● **Direction**: Return the complete listing that follows, with each line reproduced exactly.

[Named-object pointing records]
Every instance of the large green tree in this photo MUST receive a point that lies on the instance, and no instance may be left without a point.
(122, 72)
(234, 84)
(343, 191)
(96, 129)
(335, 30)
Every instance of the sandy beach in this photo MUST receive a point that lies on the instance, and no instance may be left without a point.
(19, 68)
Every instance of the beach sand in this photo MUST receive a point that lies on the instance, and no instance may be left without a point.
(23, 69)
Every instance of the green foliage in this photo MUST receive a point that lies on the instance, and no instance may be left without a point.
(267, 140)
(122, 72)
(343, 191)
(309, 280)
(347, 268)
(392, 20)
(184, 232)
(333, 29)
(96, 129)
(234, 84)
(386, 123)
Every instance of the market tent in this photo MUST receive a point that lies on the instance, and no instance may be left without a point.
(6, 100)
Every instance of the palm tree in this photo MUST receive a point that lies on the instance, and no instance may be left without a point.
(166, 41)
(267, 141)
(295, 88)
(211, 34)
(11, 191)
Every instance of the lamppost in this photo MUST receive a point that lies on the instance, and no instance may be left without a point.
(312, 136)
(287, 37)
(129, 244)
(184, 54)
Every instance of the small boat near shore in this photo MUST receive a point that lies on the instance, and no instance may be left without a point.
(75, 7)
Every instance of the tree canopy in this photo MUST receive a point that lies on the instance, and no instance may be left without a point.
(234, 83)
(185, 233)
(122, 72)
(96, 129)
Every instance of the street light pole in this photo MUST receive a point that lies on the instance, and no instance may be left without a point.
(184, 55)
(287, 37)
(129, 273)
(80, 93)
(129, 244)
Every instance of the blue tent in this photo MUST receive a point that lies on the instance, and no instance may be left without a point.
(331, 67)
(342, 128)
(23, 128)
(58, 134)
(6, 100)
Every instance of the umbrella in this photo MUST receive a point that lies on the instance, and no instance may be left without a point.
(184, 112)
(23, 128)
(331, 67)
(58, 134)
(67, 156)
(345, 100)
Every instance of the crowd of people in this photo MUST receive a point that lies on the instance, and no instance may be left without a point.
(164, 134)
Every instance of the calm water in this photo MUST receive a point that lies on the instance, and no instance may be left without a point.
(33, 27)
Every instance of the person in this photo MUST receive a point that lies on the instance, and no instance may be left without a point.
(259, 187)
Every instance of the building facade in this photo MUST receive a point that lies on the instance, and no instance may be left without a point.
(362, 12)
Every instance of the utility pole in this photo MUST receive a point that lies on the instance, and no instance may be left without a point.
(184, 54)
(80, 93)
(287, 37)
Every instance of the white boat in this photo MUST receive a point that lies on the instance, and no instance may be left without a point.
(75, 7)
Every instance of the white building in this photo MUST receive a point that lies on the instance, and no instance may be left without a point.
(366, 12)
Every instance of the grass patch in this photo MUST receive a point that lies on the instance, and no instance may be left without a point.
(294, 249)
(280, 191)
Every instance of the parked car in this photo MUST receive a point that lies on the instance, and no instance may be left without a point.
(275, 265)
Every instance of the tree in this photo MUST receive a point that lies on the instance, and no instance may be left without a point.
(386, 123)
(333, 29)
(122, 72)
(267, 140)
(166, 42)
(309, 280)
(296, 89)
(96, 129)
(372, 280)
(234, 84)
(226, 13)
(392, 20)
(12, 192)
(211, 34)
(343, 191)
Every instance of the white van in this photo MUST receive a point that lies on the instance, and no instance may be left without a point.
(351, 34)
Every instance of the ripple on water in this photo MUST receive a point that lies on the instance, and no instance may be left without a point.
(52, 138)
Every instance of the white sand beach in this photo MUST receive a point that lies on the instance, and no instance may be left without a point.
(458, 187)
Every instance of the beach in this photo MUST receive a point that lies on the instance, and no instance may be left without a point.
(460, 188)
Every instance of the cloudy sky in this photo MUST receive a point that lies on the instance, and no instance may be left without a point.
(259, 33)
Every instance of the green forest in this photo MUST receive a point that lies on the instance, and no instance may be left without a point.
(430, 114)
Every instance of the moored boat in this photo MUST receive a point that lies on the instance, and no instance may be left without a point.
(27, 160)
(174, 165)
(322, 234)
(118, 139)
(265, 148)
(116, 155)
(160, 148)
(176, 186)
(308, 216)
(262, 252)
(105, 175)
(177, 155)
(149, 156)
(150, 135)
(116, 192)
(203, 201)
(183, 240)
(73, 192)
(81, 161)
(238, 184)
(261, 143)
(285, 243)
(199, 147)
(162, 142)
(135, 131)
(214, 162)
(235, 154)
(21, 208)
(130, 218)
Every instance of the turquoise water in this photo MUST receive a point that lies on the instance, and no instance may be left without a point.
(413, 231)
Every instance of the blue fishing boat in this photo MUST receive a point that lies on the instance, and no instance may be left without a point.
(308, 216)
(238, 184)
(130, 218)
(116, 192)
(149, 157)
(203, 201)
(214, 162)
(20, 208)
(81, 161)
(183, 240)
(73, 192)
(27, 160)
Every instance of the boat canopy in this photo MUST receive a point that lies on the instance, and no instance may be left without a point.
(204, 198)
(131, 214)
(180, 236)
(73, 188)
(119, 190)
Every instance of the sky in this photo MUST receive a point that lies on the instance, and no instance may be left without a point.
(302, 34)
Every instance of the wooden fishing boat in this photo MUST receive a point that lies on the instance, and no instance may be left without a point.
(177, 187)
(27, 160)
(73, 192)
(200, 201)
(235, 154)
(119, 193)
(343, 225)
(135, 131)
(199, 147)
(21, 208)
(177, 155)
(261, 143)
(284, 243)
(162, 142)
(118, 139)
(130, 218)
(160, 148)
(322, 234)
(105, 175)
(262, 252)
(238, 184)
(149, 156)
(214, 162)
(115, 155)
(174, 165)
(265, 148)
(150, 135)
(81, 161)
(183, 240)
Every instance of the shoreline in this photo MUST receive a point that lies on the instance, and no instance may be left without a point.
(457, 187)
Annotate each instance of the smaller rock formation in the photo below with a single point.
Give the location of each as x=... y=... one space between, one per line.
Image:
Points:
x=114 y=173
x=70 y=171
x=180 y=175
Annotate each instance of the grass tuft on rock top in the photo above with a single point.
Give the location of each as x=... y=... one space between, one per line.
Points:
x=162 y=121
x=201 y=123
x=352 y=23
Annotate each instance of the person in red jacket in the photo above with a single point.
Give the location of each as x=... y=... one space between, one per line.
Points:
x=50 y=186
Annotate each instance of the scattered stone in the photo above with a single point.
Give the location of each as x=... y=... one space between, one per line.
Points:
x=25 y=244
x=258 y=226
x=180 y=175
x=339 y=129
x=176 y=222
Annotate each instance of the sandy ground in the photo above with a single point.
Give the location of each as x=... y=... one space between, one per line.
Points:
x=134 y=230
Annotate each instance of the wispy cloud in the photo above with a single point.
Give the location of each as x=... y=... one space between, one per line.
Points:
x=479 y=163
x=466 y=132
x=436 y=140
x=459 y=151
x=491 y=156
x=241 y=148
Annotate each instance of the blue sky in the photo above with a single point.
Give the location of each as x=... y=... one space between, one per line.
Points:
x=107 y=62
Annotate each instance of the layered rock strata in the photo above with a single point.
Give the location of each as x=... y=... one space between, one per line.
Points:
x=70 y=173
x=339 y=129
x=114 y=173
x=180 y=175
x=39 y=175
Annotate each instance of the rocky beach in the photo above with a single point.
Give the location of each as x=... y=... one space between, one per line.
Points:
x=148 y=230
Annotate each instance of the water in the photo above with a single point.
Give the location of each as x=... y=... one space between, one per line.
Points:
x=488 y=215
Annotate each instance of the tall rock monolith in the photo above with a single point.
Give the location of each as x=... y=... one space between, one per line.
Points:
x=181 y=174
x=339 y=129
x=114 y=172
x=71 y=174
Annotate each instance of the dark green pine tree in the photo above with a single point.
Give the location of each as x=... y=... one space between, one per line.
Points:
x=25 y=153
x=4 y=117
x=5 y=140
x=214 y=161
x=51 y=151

● **Result below**:
Every instance of the large green tree in this photo MUST receive a point that lies on the instance, and no instance may be left without a point.
(122, 72)
(234, 84)
(343, 191)
(96, 129)
(335, 30)
Every instance of the sandy beach in this photo MUST receive a point that lies on the instance, and no instance may be left without a point.
(19, 68)
Every instance of the beach sand in this photo MUST receive a point that lies on the instance, and no instance may be left without a point.
(23, 69)
Every instance of the green foliage in this photo MUST receive a point that lies on the instance, and no instance may be left without a point.
(267, 140)
(122, 72)
(343, 191)
(309, 280)
(347, 268)
(392, 20)
(184, 232)
(333, 29)
(96, 129)
(234, 84)
(386, 123)
Every instance of the market tent in this photo MUST receive a point that lies on the instance, and no instance may be left without a point.
(6, 100)
Every instance of the palm tree in this photo MUST receive a point that lies on the instance, and no instance may be left without a point.
(166, 41)
(267, 141)
(295, 88)
(211, 34)
(11, 191)
Every instance of the lamppost in this photo MUST receive a point that lies on the instance, and no instance may be left without a point.
(312, 136)
(287, 37)
(129, 244)
(184, 54)
Every instance of the small boat near shore in this photo MUST receive a point that lies on the instance, and no instance may be left without a point.
(75, 7)
Every instance of the tree canopy in this photo MUST receive a point that lies on the instance, and no instance may be left without a point.
(234, 83)
(185, 233)
(122, 72)
(96, 129)
Every instance of the street light pole in this photo MUST receive a point that lies on the instance, and no instance may be left without a point.
(184, 55)
(287, 37)
(129, 273)
(80, 93)
(129, 244)
Every instance of the blue tent in this photo MUST receive a point that lies on the instance, and no instance may be left without a point.
(331, 67)
(342, 128)
(23, 128)
(58, 134)
(6, 100)
Every instance of the umbrella in this photo MUST receive a point that lies on the instance, and no instance may be left without a point.
(184, 112)
(23, 128)
(331, 67)
(58, 134)
(67, 156)
(345, 100)
Every instance of the crowd of people in this photo MUST receive a point that lies on the instance, and no instance may be left without a point.
(164, 134)
Every instance of the calm water in this photo MUST receive a point that lies on the instance, and no instance may be left without a point.
(33, 27)
Every instance of the person in this photo MUST receive a point that lies on the instance, and no instance may be left without a point.
(259, 187)
Every instance of the building facade in this photo MUST receive a point that lies on the instance, and no instance may be left without a point.
(362, 12)
Every instance of the utility pole in this photo MUST receive a point that lies on the instance, and no instance may be left without a point.
(184, 54)
(80, 93)
(287, 37)
Every instance of the white boat in this photo MUST receive a point that lies on the instance, and no instance may be left without a point.
(75, 7)
Every instance of the white building in this photo MUST receive a point that lies on the instance, and no instance may be left without a point.
(366, 12)
Every instance of the grass patch in this photo MUST receive a point that lies on the instance, and no instance may be left without a point.
(294, 249)
(280, 191)
Every instance of the parked car in this photo MUST receive a point that lies on the instance, and no instance may be left without a point.
(275, 265)
Every instance of the tree in this photo MUST receive a point that lies on the instance, and no instance may be left without a point.
(386, 123)
(333, 29)
(122, 72)
(267, 140)
(166, 42)
(309, 280)
(296, 89)
(96, 129)
(372, 280)
(234, 84)
(226, 13)
(392, 20)
(12, 192)
(211, 34)
(343, 191)
Every instance of the white van in this photo MUST receive a point that lies on the instance, and no instance may be left without a point.
(351, 34)
Every instance of the ripple on water in this photo MUST receive a point that lies on the instance, and no instance may be left without a point.
(52, 138)
Every instance of the white sand beach in this photo MUST receive a point that lies on the instance, and no instance may be left without a point.
(458, 187)
Every instance of the beach in this photo MUST receive a point that lies on the instance, and no instance may be left without a point.
(460, 188)
Every instance of the cloudy sky in this photo MUST receive a point that lies on the instance, and no instance may be left without a point.
(259, 33)
Every instance of the green forest in this photo MUST receive a point that lies on the instance, and no instance may be left without a point.
(430, 114)
Every instance of the moored boat in this photo MUST receive a point that lies on the instance, and no instance may be left without a point.
(27, 160)
(174, 165)
(322, 234)
(118, 139)
(265, 148)
(116, 155)
(160, 148)
(176, 186)
(308, 216)
(262, 252)
(105, 175)
(177, 155)
(149, 156)
(150, 135)
(116, 192)
(203, 201)
(183, 240)
(73, 192)
(81, 161)
(238, 184)
(261, 143)
(285, 243)
(199, 147)
(162, 142)
(135, 131)
(214, 162)
(235, 154)
(21, 208)
(130, 218)
Every instance of the turquoise water in this photo MUST receive a point that lies on the instance, and no instance may be left without a point.
(413, 231)
Every instance of the blue fishing boat in this photo MUST receive a point that lies on the instance, and no instance may be left without a point.
(308, 216)
(238, 184)
(130, 218)
(116, 192)
(149, 157)
(203, 201)
(214, 162)
(20, 208)
(81, 161)
(183, 240)
(73, 192)
(27, 160)
Every instance of the boat canopy in this photo MUST receive a point that lies on the instance, and no instance may be left without a point.
(204, 198)
(131, 214)
(180, 236)
(73, 188)
(119, 190)
Every instance of the sky in this photo MUST receive a point that lies on the instance, and no instance may be left without a point.
(302, 34)
Every instance of the wooden fishing boat in this photo MUST receive a point that lies on the instance, and no instance may be left without a point.
(177, 187)
(27, 160)
(73, 192)
(200, 201)
(235, 154)
(119, 193)
(343, 225)
(135, 131)
(199, 147)
(21, 208)
(177, 155)
(261, 143)
(284, 243)
(162, 142)
(118, 139)
(130, 218)
(160, 148)
(322, 234)
(105, 175)
(262, 252)
(238, 184)
(149, 156)
(214, 162)
(115, 155)
(174, 165)
(265, 148)
(150, 135)
(81, 161)
(183, 240)
Every instance of the shoreline in this photo MUST receive a point that lies on the instance, and no instance may be left without a point.
(457, 187)
Annotate each instance of the smaller rock formation in the photo below with a single point.
Give the location of each as x=... y=... one space between, one per line.
Image:
Points:
x=114 y=173
x=70 y=171
x=180 y=175
Annotate each instance of the grass tuft on rock top in the photo above with a single point.
Give the location of each as x=... y=... one space between, one per line.
Points:
x=162 y=121
x=201 y=123
x=352 y=23
Annotate each instance of the person in red jacket in the photo above with a single point.
Give the location of each as x=... y=... one space between, one per line.
Points:
x=50 y=186
Annotate each instance of the scattered stone in the photo above with a single point.
Give the location of each as x=... y=... one space between, one per line.
Points:
x=25 y=244
x=258 y=226
x=180 y=175
x=339 y=129
x=176 y=222
Annotate each instance of the sandy ground in the photo above with a single point.
Give the location of each as x=... y=... one space between, one per line.
Points:
x=134 y=230
Annotate each instance of the wispy cloud in the photo above with a single point.
Give the location of each as x=... y=... one space between, one per line.
Points:
x=479 y=163
x=466 y=132
x=436 y=140
x=459 y=151
x=491 y=156
x=241 y=148
Annotate each instance of the blue sky in the photo above with a single point.
Give the location of each as x=... y=... one space between, one per line.
Points:
x=107 y=62
Annotate each instance of the layered rock strata in the photo above with a single point.
Give the location of each as x=... y=... one space between, one per line.
Points:
x=70 y=173
x=339 y=129
x=114 y=173
x=180 y=175
x=39 y=175
Annotate each instance of the rocky beach in the photo above with a single point.
Give the location of each as x=... y=... one space between, one per line.
Points:
x=148 y=230
Annotate each instance of the water in the photo above with a single point.
Give the location of each as x=... y=... one space between, one per line.
Points:
x=488 y=215
Annotate each instance of the tall rock monolith in the photo above with a single point.
Give the location of each as x=... y=... one space between, one per line.
Points:
x=181 y=174
x=339 y=129
x=114 y=172
x=71 y=174
Annotate each instance of the dark green pine tree in the photo above with a single point.
Give the location of each as x=... y=... one space between, one per line.
Points:
x=25 y=153
x=4 y=117
x=5 y=140
x=214 y=161
x=51 y=151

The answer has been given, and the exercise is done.